* begin TASK MATERIAL *

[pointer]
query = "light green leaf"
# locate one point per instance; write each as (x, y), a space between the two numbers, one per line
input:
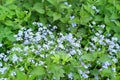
(89, 57)
(39, 8)
(56, 16)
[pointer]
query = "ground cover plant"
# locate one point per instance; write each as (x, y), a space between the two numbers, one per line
(59, 40)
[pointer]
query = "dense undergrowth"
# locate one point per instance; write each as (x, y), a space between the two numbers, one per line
(59, 40)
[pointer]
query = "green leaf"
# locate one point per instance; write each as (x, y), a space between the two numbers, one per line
(106, 72)
(9, 23)
(39, 8)
(56, 70)
(56, 16)
(89, 57)
(104, 58)
(38, 71)
(21, 75)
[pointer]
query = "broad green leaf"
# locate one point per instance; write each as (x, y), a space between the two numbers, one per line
(56, 16)
(39, 8)
(104, 58)
(56, 70)
(89, 56)
(106, 72)
(21, 75)
(38, 71)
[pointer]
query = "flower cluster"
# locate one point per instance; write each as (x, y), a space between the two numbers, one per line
(34, 47)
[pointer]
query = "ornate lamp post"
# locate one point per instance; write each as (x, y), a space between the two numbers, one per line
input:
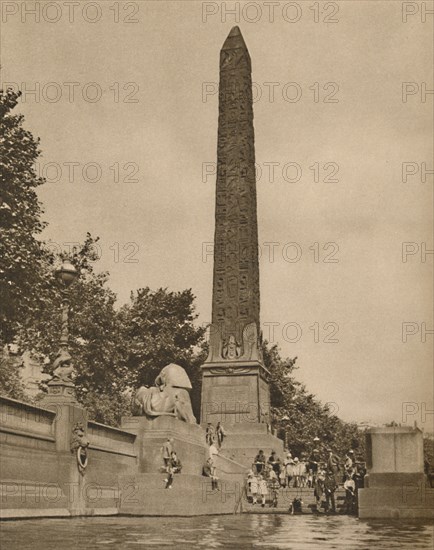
(61, 386)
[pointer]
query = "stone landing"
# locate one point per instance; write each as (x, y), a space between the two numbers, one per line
(243, 441)
(144, 492)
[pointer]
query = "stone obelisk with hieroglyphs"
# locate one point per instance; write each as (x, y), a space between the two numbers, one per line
(235, 381)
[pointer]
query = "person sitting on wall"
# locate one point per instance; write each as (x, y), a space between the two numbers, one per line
(349, 464)
(176, 463)
(350, 495)
(170, 470)
(209, 470)
(167, 450)
(252, 486)
(209, 434)
(262, 489)
(260, 462)
(213, 451)
(332, 462)
(274, 460)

* end TASK MATERIAL *

**PROBLEM REQUIREMENTS**
Copy the listing word for word, excluding its pictures.

**TASK SOLUTION**
[pointer]
query = "light green leaf"
# locate one point per instance; write each as (x, y), a space between the two numbers, one per line
input:
(89, 57)
(39, 8)
(56, 16)
[pointer]
query = "ground cover plant"
# locate one point per instance; write each as (x, y), a space between the two numbers, one per line
(59, 40)
[pointer]
query = "dense undergrowth"
# locate one point per instance; write each as (x, y), a space between the two numbers, one per line
(59, 40)
[pointer]
query = "green leaf"
# locate one point per instance; write each as (x, y), a space between the two numbers, one per line
(106, 72)
(9, 23)
(39, 8)
(56, 70)
(56, 16)
(89, 57)
(104, 58)
(38, 71)
(21, 75)
[pointer]
query = "broad green leaf"
# locate one point per instance; write each as (x, y), a space between the two numbers, one per line
(56, 16)
(39, 8)
(104, 58)
(56, 70)
(89, 56)
(106, 72)
(21, 75)
(38, 71)
[pointer]
query = "flower cluster"
# locate one point per instance; write each as (x, y), a space between the two numbers, one per line
(34, 47)
[pointer]
query = "ornate lamp post"
# locate one point per instance; write each as (x, y), a space between the two numbers, one per line
input:
(61, 386)
[pointer]
query = "stone landing"
# locate one point per instance; write each as (x, y), a space between the two numbers, one per line
(243, 441)
(144, 492)
[pointer]
query = "stone obelisk with hieroglyphs"
# locate one point per instance; write each as (x, y), a space between the two numbers, one per line
(235, 381)
[pointer]
query = "person sitting on wall"
# locate one point per instance; write each as (x, y), a space between the two numbers, one per line
(349, 464)
(176, 463)
(350, 495)
(170, 470)
(209, 470)
(167, 450)
(252, 486)
(209, 434)
(262, 489)
(260, 462)
(213, 451)
(332, 462)
(274, 460)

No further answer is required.